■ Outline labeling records
################

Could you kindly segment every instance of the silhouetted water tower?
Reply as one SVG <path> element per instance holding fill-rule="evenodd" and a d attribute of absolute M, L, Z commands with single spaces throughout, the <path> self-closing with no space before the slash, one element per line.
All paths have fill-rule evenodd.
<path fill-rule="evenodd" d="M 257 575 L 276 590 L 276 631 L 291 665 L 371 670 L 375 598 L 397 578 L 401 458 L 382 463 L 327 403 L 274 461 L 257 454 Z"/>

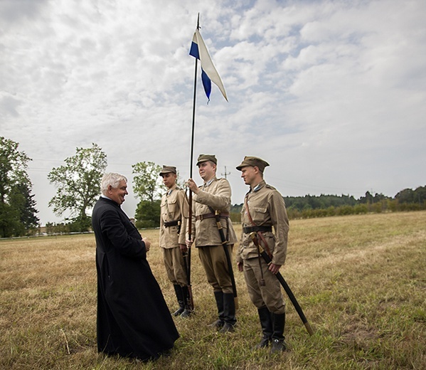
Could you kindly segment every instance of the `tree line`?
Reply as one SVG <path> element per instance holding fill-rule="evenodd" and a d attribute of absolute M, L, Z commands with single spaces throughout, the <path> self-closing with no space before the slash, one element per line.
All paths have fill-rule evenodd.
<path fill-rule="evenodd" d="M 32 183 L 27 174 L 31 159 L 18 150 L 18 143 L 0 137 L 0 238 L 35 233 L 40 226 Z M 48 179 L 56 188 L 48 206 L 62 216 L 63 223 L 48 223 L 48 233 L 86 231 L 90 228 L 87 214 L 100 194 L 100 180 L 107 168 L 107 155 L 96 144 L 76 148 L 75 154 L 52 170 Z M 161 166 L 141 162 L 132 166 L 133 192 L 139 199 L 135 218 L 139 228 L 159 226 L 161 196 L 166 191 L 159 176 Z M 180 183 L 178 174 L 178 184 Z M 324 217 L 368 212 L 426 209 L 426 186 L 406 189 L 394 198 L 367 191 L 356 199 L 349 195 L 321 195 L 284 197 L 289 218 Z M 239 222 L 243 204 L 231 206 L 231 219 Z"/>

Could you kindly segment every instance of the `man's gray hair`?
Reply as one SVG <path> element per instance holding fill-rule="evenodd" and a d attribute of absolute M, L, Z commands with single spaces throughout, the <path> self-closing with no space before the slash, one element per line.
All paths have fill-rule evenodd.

################

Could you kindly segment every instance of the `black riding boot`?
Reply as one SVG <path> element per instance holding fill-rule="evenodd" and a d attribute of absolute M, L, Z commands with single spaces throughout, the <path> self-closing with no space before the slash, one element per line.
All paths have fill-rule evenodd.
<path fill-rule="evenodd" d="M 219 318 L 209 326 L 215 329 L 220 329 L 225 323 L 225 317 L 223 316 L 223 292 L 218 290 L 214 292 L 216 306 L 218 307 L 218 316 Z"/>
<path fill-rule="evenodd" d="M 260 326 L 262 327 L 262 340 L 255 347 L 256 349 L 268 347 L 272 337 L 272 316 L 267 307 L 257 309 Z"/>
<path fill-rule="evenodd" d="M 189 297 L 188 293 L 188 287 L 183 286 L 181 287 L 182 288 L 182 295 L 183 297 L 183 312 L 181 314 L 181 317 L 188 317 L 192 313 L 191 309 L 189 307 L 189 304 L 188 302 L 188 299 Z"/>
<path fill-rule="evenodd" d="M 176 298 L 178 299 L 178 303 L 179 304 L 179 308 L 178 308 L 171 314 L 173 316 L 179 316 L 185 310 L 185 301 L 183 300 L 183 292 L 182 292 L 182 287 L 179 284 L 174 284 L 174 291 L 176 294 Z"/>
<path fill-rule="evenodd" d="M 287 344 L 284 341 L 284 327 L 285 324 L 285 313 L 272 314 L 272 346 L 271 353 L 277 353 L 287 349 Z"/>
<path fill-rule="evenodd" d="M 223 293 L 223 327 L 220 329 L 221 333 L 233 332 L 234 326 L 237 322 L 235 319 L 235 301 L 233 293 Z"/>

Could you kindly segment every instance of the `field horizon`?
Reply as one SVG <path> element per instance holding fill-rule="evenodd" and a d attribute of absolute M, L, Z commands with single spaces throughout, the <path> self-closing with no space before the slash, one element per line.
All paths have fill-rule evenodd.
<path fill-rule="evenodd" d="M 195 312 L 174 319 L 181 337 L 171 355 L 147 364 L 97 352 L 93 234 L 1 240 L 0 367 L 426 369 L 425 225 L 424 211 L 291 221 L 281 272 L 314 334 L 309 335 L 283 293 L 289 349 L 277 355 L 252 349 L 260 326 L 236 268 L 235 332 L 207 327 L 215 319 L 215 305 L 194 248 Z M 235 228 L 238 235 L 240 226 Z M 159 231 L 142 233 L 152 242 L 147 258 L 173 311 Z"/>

################

■ What is required
Start at the line that has "Could you kindly segment every instance of the silhouetted" and end with the line that has "257 575 L 276", and set those lines out as a numbered list without any blank lines.

■ Response to the task
1. Could you kindly segment every instance of the silhouetted water tower?
2. Reply as one SVG <path> element per instance holding fill-rule="evenodd" and a d attribute of absolute M, L, Z commands with single spaces throughout, the <path> self-closing with no space before the slash, one element per line.
3. All paths have fill-rule evenodd.
4. <path fill-rule="evenodd" d="M 257 575 L 276 590 L 276 631 L 291 665 L 371 670 L 375 598 L 397 578 L 401 458 L 382 463 L 327 403 L 274 461 L 257 454 Z"/>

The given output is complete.